* _BRIEF_:
Repeat the data below in full and exactly.

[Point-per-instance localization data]
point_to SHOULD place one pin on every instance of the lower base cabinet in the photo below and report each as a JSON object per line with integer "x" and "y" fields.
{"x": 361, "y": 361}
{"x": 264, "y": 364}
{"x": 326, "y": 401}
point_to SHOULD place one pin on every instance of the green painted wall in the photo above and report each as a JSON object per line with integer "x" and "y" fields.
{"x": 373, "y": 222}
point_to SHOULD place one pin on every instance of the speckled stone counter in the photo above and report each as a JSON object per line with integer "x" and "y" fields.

* _RESULT OF THIS TASK_:
point_to SHOULD place one pin on every instance of the lower base cabinet in the photo below and report each as a JSON object per line with integer "x" and "y" fields.
{"x": 361, "y": 361}
{"x": 264, "y": 364}
{"x": 326, "y": 401}
point_to SHOULD place one pin on every instance of the green painted wall in the photo above and report each as a JSON object per line with integer "x" and "y" fields.
{"x": 373, "y": 222}
point_to SHOULD place one pin on every instance of the speckled stone counter in the photo above and report each as a JSON object per line with integer "x" and "y" fields.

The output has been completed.